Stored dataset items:
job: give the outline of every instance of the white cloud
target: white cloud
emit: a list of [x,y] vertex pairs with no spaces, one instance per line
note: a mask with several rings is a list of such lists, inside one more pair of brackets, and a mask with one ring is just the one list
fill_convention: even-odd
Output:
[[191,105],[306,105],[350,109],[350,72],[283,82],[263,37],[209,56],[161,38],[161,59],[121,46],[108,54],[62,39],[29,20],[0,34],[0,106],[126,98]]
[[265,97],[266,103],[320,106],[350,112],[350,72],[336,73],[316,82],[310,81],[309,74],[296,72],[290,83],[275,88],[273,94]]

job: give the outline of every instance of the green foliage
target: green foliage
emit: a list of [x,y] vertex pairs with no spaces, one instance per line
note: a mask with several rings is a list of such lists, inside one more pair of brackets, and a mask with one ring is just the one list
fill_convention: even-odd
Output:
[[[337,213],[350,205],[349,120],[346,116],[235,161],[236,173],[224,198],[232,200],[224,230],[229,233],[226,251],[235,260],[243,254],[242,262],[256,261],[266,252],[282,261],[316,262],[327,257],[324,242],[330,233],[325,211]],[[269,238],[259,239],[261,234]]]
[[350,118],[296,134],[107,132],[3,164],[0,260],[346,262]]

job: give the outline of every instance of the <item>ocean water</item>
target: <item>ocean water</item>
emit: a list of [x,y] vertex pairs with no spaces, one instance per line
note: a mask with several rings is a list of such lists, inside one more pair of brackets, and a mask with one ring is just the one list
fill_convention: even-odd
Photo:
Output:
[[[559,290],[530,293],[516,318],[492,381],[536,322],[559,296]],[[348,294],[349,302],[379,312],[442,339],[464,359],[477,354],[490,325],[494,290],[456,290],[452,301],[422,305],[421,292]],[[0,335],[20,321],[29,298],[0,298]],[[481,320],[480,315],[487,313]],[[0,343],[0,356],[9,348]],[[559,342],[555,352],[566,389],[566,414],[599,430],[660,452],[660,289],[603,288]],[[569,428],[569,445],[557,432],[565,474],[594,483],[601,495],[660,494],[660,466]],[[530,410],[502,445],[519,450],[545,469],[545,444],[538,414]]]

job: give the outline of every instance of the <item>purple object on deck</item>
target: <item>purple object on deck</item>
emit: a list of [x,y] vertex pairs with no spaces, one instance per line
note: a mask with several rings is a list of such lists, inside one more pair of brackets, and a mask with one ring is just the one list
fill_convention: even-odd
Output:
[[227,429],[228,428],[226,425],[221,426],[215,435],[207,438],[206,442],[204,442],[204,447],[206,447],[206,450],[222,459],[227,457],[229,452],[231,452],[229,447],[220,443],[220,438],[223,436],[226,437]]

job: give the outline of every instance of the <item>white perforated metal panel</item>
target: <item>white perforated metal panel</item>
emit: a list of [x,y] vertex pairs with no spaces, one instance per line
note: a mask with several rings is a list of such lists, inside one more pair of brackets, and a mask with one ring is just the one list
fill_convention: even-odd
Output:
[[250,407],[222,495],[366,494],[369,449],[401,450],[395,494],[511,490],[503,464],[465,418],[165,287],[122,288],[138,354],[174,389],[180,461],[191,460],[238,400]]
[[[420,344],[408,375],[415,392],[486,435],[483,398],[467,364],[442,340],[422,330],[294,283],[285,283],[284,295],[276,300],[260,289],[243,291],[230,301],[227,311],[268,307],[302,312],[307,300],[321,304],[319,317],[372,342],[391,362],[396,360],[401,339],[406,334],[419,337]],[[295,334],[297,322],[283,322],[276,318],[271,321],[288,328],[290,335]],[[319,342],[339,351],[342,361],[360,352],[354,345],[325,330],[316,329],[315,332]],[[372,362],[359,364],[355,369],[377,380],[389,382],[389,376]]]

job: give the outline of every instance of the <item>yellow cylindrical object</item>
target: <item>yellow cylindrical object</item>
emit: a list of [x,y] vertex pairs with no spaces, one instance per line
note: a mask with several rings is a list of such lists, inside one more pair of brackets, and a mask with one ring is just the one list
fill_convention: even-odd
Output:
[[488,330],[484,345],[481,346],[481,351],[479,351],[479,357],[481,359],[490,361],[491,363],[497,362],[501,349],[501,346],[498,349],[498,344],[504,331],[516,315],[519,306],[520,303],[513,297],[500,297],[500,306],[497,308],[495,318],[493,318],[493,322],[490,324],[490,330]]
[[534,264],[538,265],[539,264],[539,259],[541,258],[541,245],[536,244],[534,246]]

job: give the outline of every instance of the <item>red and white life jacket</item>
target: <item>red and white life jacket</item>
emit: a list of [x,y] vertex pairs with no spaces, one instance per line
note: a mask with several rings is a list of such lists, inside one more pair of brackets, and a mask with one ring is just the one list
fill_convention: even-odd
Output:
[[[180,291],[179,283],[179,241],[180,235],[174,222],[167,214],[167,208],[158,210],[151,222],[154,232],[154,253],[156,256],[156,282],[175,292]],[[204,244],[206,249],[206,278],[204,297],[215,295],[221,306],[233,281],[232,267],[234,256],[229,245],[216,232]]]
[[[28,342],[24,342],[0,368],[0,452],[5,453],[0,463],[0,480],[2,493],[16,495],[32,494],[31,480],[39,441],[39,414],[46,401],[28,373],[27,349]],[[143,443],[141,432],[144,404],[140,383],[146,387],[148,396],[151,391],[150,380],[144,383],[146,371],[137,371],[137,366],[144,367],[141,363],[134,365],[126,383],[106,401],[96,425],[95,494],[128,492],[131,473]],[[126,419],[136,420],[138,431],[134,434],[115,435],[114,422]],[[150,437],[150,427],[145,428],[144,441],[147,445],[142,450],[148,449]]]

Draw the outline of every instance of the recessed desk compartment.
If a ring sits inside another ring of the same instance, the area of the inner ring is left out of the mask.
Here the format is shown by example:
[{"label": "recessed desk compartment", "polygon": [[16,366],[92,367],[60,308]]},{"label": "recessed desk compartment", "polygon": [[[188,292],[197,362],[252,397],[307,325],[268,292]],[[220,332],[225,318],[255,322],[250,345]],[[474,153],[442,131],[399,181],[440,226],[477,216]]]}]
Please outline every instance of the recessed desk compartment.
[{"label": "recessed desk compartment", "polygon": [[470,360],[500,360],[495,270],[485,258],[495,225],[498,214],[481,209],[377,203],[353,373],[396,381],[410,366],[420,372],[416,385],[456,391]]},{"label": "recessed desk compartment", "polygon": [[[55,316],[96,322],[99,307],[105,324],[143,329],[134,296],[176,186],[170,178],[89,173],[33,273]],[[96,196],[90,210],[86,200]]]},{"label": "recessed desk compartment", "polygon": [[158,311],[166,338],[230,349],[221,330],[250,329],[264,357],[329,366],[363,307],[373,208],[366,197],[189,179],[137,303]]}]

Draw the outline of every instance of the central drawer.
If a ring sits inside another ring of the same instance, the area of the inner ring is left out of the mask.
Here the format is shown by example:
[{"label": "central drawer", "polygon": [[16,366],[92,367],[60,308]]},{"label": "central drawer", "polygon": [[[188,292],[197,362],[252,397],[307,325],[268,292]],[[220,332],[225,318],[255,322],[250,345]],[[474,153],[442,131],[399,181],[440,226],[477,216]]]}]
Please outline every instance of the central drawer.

Work item:
Would you give the entries back word for word?

Result of the exercise:
job: give the outline of every instance of the white cloud
target: white cloud
emit: a list of [x,y] vertex pairs with no spaces, one instance per line
note: a mask with several rings is a list of such lists, inside one more pair of brackets, and a mask with one ring is just the one list
fill_convention: even-odd
Output:
[[191,105],[306,105],[350,109],[350,72],[283,82],[263,37],[209,56],[161,38],[161,59],[121,46],[108,54],[62,39],[29,20],[0,34],[0,106],[126,98]]
[[265,97],[266,103],[320,106],[350,112],[350,72],[336,73],[316,82],[310,81],[309,74],[296,72],[290,83],[275,88],[273,94]]

job: give the outline of every instance of the green foliage
target: green foliage
emit: a list of [x,y] vertex pairs with no spaces, one instance per line
note: a mask with several rings is a list of such lists, inside one more pair of brackets, and a mask with one ring is just the one list
fill_convention: even-odd
Output:
[[[337,213],[350,205],[349,120],[346,116],[235,161],[236,173],[224,198],[232,200],[224,230],[229,233],[226,251],[235,260],[243,254],[242,262],[256,261],[266,252],[282,261],[316,262],[327,257],[324,242],[330,233],[325,211]],[[269,238],[259,239],[261,234]]]
[[350,118],[296,134],[107,132],[3,164],[0,260],[346,262]]

job: give the outline of every instance of the <item>ocean water</item>
target: <item>ocean water</item>
emit: a list of [x,y] vertex pairs with no spaces, one instance per line
note: a mask with several rings is a list of such lists, inside one more pair of brackets, and a mask with one ring is just the one list
fill_convention: even-odd
Photo:
Output:
[[[559,290],[530,293],[516,318],[492,381],[536,322],[559,296]],[[348,294],[349,302],[379,312],[442,339],[464,359],[477,354],[490,325],[494,290],[456,290],[452,301],[422,305],[421,292]],[[0,335],[20,321],[29,298],[0,298]],[[481,320],[480,315],[487,313]],[[0,343],[0,356],[9,348]],[[559,342],[555,352],[566,389],[566,414],[599,430],[660,452],[660,289],[603,288]],[[569,428],[569,445],[557,432],[565,474],[594,483],[601,495],[660,494],[660,466]],[[530,410],[502,445],[519,450],[545,469],[545,444],[538,414]]]

job: give the outline of every instance of the <item>purple object on deck</item>
target: <item>purple object on deck</item>
emit: a list of [x,y] vertex pairs with no spaces, one instance per line
note: a mask with several rings is a list of such lists, inside one more pair of brackets, and a mask with one ring is just the one list
fill_convention: even-odd
Output:
[[227,429],[228,428],[226,425],[221,426],[215,435],[207,438],[206,442],[204,442],[204,447],[206,447],[206,450],[222,459],[227,457],[229,452],[231,452],[229,447],[220,443],[220,438],[223,436],[226,437]]

job: give the outline of every instance of the <item>white perforated metal panel</item>
target: <item>white perforated metal panel</item>
emit: a list of [x,y] vertex pairs with no spaces, one instance per line
note: a mask with several rings is a list of such lists, inside one more pair of brackets, and a mask with one ring is just the one list
fill_convention: even-odd
Output:
[[250,407],[222,495],[366,494],[369,449],[401,450],[395,494],[511,490],[503,464],[465,418],[165,287],[122,288],[138,354],[174,389],[180,461],[191,460],[238,400]]
[[[420,344],[408,375],[415,392],[486,435],[483,398],[467,364],[442,340],[422,330],[294,283],[285,283],[284,295],[276,300],[260,289],[243,291],[230,301],[227,311],[268,307],[302,312],[307,300],[321,304],[319,317],[372,342],[391,362],[396,360],[401,339],[406,334],[419,337]],[[295,334],[297,322],[283,322],[276,318],[271,321],[288,328],[290,335]],[[319,342],[339,351],[342,361],[360,352],[354,345],[325,330],[316,329],[315,332]],[[372,362],[359,364],[355,369],[377,380],[389,382],[389,376]]]

job: give the outline of every instance of the <item>yellow cylindrical object</item>
target: <item>yellow cylindrical object</item>
emit: a list of [x,y] vertex pairs with no spaces, one instance per line
note: a mask with several rings is a list of such lists, inside one more pair of brackets, and a mask with one ring is just the one list
fill_convention: even-odd
Output:
[[488,330],[484,345],[481,346],[481,351],[479,351],[479,357],[481,359],[490,361],[491,363],[497,362],[501,349],[501,346],[498,349],[498,344],[504,331],[516,315],[519,306],[520,303],[513,297],[500,297],[500,306],[497,308],[495,318],[493,318],[493,322],[490,324],[490,330]]
[[534,264],[538,265],[539,264],[539,259],[541,258],[541,245],[536,244],[534,246]]

job: give the outline of every instance of the <item>red and white life jacket</item>
target: <item>red and white life jacket</item>
emit: a list of [x,y] vertex pairs with no spaces, one instance per line
note: a mask with several rings is a list of such lists, inside one more pair of brackets, and a mask with one ring is just the one list
fill_convention: even-odd
Output:
[[[180,291],[179,283],[179,241],[180,235],[174,222],[167,214],[167,208],[158,210],[151,222],[154,232],[154,253],[156,256],[156,282],[175,292]],[[204,244],[206,249],[206,278],[204,297],[215,295],[221,306],[233,281],[232,267],[234,256],[229,245],[216,232]]]
[[[28,342],[24,342],[0,368],[0,452],[5,453],[0,463],[0,480],[2,493],[16,495],[32,494],[31,480],[39,441],[39,414],[46,401],[28,373],[27,349]],[[143,443],[141,432],[144,404],[140,383],[146,387],[148,396],[151,391],[150,380],[144,383],[146,371],[137,371],[137,366],[144,367],[141,363],[134,365],[126,383],[106,401],[96,425],[95,494],[128,492],[131,473]],[[126,419],[136,420],[138,431],[134,434],[115,435],[114,422]],[[150,437],[150,427],[145,428],[144,441],[147,445],[142,450],[148,449]]]

Draw the outline of every instance of the recessed desk compartment.
If a ring sits inside another ring of the same instance, the area of the inner ring is left out of the mask.
Here the format is shown by example:
[{"label": "recessed desk compartment", "polygon": [[16,366],[92,367],[60,308]]},{"label": "recessed desk compartment", "polygon": [[[188,292],[197,362],[252,397],[307,325],[268,292]],[[220,332],[225,318],[255,322],[250,345]],[[474,153],[442,131],[399,181],[440,226],[477,216]]]}]
Please outline every instance of the recessed desk compartment.
[{"label": "recessed desk compartment", "polygon": [[470,360],[500,360],[495,270],[485,258],[495,225],[498,214],[481,209],[377,203],[353,373],[396,381],[410,366],[420,372],[416,385],[456,391]]},{"label": "recessed desk compartment", "polygon": [[[55,316],[96,322],[99,307],[105,324],[143,329],[134,296],[176,186],[170,178],[89,173],[33,273]],[[96,196],[90,210],[86,200]]]},{"label": "recessed desk compartment", "polygon": [[158,311],[166,338],[230,349],[221,330],[250,329],[264,357],[329,366],[363,307],[373,208],[366,197],[189,179],[137,303]]}]

Draw the outline of every instance of the central drawer.
If a ring sits inside another ring of the same instance, the area of the inner ring is left out of the mask.
Here the format is shown by example:
[{"label": "central drawer", "polygon": [[16,366],[92,367],[60,308]]},{"label": "central drawer", "polygon": [[[188,292],[197,362],[252,397],[307,325],[268,292]],[[220,332],[225,318],[255,322],[250,345]],[[474,153],[442,131],[399,181],[440,226],[477,216]]]}]
Please outline every instance of the central drawer.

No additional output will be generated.